*Exercise material*.
+-------+

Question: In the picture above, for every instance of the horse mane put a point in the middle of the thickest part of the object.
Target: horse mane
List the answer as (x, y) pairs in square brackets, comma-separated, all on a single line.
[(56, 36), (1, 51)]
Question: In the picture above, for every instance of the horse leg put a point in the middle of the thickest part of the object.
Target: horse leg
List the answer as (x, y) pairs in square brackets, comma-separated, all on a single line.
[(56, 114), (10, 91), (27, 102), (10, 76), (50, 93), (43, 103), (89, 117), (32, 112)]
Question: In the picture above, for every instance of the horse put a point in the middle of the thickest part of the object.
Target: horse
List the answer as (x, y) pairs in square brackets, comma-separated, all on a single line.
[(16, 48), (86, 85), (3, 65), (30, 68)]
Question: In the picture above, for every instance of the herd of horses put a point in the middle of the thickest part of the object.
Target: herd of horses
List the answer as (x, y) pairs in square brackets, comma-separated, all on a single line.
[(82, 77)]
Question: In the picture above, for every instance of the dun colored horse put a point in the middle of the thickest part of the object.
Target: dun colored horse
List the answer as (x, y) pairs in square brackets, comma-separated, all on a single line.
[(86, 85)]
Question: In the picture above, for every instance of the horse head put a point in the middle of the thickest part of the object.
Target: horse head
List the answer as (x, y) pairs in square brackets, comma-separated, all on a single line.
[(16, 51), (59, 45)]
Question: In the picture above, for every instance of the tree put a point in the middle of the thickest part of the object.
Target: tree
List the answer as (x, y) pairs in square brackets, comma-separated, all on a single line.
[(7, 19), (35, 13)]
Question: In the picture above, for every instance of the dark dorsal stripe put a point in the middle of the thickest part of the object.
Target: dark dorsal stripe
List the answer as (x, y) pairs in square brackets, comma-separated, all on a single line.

+-------+

*What is being asked*. Carry over the rows from the line containing "the horse head" through the end of the rows, inclusive, requests included, and add -55 to every coordinate in the answers.

*Answer to this exercise*.
Question: In the picture above, for every instance of the horse head put a point in the middle of the thickest part of the object.
Target: horse head
List the answer as (x, y) pairs in square brackets, comma-separated, all on a single line.
[(-39, -4), (4, -10)]
Question: In the picture above, for every instance of the tree put a point in the middle of the thickest part of the object.
Target: tree
List the answer as (x, y) pairs in square brackets, comma-separated, all on a single line.
[(-48, -36), (-20, -42)]
Question: In the picture above, for every instance of the dark dorsal stripe put a point in the middle of the thickest part of the object.
Target: dark dorsal stripe
List the answer as (x, y) pairs in square brackets, comma-separated, all on a single line.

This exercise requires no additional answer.